### WHAT IS NEEDED
Would you extract the whole listing below and retype it exactly?

### INFORMATION GIVEN
--- Begin ---
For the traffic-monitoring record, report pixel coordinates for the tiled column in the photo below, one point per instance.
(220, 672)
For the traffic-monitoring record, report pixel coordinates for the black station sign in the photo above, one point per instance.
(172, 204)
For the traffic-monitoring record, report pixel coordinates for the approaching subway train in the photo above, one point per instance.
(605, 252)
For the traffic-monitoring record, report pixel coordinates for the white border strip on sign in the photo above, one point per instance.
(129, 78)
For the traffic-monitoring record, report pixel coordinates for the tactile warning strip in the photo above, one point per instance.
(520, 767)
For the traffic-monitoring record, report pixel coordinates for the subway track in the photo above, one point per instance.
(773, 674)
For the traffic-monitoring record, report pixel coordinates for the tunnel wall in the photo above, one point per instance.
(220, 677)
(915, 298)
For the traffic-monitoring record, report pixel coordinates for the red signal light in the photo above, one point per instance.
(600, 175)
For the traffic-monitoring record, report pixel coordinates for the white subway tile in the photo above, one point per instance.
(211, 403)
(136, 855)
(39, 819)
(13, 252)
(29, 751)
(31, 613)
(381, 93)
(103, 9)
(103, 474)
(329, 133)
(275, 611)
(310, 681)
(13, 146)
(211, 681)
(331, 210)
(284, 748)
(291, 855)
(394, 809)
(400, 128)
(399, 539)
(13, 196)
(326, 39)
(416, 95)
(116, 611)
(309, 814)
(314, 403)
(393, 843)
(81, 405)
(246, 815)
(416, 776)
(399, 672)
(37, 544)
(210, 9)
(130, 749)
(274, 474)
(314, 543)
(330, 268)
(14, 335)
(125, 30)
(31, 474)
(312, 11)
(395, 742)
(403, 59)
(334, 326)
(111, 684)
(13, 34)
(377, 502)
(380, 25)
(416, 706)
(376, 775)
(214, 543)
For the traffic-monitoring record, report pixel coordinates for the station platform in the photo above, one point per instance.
--- End ---
### THE REPLY
For the traffic-monitoring record, report pixel coordinates for the tiled column in the photo below, one point per instance.
(220, 672)
For the traffic-monitoring record, report pixel coordinates for the black station sign in the photo above, one point per instance.
(172, 204)
For the traffic-monitoring record, report pixel coordinates for the approaching subway train in the photo above, one point per instance.
(605, 252)
For the traffic-monitoring record, report pixel coordinates for the white border strip on sign in the photo above, one point per instance.
(129, 78)
For the traffic-monitoring record, report pixel coordinates for the tactile warning strip in the photo above, one point per instance.
(520, 767)
For the traffic-monitoring record, report pixel coordinates for the subway track in the photo above, one point per instance.
(773, 674)
For the traffic-monitoring record, report pixel coordinates for the tunnel wall in the photo above, one point per instance.
(220, 677)
(915, 298)
For the traffic-monitoring record, report pixel coordinates for the red signal light in the photo above, one point per instance.
(600, 175)
For the traffic-monitoring record, report pixel coordinates for the white subway tile in the photo above, one point per instance.
(211, 403)
(136, 855)
(39, 819)
(13, 252)
(29, 751)
(31, 613)
(381, 93)
(103, 9)
(103, 474)
(329, 133)
(275, 611)
(310, 681)
(13, 146)
(211, 681)
(331, 210)
(284, 748)
(291, 855)
(394, 809)
(400, 128)
(399, 539)
(13, 196)
(326, 39)
(416, 95)
(116, 611)
(309, 814)
(314, 403)
(393, 843)
(81, 405)
(246, 815)
(416, 776)
(399, 672)
(37, 544)
(210, 9)
(130, 749)
(274, 474)
(314, 543)
(330, 268)
(14, 335)
(125, 30)
(31, 474)
(312, 11)
(395, 742)
(403, 59)
(334, 326)
(111, 684)
(13, 34)
(377, 502)
(380, 25)
(416, 706)
(376, 775)
(214, 543)
For the traffic-monitoring record, report pixel coordinates for the station platform in the photo above, one point per instance.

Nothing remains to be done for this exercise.